§ **PROBLEM**: Count the lines in the items below that contain the string "blue", treating uppercase and lowercase as different. Reply with the number alone.

------------------------------------------------------------------------

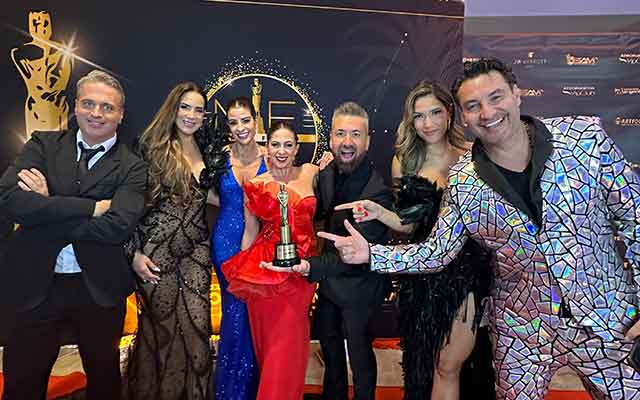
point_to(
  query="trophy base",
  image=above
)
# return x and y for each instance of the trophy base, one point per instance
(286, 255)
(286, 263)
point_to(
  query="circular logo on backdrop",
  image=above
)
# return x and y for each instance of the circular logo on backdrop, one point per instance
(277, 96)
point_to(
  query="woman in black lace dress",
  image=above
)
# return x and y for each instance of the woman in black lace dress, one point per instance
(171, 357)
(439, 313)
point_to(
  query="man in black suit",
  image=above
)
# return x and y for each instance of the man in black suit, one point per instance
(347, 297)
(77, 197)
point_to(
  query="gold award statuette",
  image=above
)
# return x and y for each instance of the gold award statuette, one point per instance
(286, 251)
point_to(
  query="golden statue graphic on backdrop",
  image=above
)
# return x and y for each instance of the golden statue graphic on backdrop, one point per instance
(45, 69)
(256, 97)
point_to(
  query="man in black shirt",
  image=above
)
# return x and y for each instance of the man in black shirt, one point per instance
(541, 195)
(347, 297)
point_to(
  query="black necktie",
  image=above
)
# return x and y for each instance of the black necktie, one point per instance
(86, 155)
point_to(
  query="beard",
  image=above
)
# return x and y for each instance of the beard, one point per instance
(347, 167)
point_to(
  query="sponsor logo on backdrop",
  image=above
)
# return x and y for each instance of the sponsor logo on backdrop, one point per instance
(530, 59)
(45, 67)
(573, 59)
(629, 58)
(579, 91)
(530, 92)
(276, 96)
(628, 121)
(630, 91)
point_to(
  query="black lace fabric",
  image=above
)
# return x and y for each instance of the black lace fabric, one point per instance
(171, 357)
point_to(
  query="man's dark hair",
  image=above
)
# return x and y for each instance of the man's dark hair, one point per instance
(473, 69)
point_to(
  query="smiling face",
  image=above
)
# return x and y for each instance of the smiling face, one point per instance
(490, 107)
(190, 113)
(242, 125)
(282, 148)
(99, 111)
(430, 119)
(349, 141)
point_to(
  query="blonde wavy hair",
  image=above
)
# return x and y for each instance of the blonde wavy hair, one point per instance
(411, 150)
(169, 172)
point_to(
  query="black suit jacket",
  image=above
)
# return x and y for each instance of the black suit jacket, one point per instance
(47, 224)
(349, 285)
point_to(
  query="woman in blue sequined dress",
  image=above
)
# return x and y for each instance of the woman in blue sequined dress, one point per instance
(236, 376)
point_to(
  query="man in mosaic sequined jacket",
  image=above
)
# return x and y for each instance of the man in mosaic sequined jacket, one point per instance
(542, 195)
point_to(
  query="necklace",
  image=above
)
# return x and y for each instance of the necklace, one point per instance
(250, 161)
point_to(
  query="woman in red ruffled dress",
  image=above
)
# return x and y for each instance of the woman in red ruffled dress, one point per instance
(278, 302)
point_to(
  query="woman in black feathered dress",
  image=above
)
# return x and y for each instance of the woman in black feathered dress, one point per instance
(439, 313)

------------------------------------------------------------------------

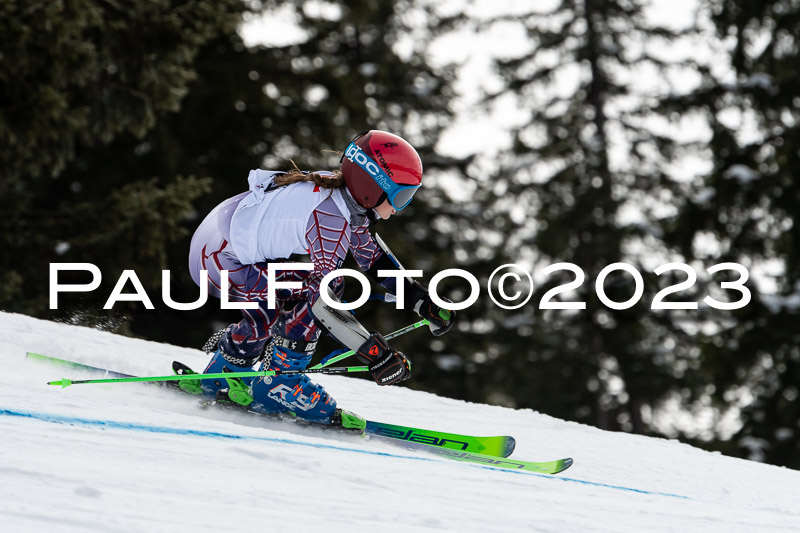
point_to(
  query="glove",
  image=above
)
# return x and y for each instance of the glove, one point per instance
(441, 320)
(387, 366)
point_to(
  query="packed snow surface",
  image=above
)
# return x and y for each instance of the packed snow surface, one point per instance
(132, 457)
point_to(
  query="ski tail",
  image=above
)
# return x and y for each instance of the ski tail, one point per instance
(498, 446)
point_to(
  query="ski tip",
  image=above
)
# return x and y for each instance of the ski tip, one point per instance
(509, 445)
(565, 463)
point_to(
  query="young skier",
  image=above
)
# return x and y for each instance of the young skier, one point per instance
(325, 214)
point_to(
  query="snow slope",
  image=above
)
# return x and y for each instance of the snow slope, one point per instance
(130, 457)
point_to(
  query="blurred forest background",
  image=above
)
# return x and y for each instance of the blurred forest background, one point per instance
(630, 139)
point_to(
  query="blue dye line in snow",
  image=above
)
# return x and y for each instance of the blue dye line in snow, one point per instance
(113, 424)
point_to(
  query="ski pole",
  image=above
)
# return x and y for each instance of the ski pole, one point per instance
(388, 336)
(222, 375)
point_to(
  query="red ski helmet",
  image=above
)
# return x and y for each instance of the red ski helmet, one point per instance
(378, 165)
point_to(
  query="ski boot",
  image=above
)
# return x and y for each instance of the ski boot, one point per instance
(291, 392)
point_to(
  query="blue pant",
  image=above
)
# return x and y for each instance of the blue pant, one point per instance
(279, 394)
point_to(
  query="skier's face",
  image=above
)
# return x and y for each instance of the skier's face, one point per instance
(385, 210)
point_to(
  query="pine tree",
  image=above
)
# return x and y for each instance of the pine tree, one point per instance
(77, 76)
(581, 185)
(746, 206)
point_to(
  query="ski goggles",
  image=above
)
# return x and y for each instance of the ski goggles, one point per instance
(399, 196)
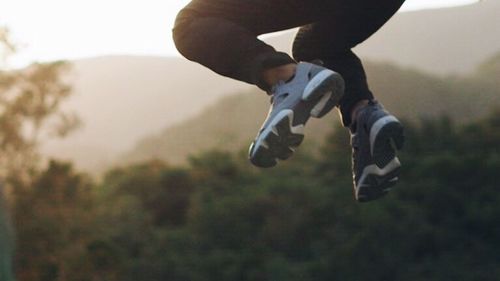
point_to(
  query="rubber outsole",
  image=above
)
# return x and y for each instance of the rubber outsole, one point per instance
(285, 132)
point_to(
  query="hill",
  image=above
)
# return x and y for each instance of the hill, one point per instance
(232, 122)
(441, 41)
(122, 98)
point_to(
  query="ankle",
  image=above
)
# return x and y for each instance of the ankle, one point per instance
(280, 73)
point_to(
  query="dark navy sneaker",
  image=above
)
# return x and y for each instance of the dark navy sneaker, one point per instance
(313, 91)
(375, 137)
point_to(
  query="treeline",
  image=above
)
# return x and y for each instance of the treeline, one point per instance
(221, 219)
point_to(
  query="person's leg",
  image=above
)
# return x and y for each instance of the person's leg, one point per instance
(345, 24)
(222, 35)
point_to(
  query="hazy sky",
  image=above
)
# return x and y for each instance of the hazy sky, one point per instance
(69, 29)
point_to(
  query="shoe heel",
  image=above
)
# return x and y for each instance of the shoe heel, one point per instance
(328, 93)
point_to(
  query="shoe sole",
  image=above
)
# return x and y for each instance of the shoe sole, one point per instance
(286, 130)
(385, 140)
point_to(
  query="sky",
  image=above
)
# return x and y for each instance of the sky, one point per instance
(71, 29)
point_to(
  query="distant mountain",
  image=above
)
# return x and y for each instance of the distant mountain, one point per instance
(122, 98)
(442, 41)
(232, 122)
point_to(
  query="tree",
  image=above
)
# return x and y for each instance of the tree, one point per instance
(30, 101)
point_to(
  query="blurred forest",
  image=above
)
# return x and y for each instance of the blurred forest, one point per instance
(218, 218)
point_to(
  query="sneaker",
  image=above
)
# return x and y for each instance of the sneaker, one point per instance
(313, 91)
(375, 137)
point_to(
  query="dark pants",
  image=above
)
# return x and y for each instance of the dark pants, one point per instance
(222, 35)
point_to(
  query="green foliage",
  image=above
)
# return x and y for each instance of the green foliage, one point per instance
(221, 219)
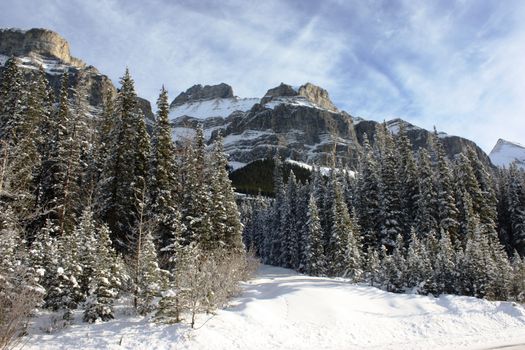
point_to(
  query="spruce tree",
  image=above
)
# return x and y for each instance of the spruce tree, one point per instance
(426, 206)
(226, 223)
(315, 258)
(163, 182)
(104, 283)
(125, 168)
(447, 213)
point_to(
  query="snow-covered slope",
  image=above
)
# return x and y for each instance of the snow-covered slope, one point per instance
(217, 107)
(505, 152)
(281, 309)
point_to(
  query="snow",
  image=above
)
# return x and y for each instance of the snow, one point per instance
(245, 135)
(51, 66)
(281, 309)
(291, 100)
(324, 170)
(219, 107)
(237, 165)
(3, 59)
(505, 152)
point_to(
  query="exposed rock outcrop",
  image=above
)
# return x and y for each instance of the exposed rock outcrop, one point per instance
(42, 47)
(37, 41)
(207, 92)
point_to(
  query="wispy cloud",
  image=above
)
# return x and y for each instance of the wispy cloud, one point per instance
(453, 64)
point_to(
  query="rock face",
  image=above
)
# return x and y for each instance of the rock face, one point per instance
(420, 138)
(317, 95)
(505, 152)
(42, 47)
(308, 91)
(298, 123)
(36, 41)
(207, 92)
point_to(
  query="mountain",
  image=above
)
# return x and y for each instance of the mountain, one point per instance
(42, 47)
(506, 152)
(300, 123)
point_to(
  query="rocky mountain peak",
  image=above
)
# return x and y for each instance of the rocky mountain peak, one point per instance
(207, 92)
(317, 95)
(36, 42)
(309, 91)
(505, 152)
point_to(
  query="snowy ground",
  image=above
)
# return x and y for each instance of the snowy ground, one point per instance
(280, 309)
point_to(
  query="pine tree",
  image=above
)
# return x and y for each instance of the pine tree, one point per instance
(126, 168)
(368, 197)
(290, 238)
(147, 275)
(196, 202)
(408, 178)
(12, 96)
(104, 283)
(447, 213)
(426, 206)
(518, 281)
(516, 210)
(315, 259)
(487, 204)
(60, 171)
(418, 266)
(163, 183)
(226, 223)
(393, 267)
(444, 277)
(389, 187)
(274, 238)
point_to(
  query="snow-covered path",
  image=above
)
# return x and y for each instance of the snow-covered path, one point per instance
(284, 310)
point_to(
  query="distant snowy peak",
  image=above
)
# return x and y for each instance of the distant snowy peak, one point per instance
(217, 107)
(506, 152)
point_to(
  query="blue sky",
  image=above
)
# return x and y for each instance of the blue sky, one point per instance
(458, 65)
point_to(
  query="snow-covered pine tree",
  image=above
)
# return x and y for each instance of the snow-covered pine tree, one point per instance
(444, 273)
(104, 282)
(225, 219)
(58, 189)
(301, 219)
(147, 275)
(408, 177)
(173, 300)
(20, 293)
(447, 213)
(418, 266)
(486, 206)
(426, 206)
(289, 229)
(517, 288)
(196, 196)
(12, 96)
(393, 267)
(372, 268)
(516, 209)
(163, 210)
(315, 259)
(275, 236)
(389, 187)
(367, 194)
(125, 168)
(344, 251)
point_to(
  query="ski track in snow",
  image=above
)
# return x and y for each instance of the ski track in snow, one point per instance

------------------------------------------------------------------------

§ **THE RESPONSE**: 8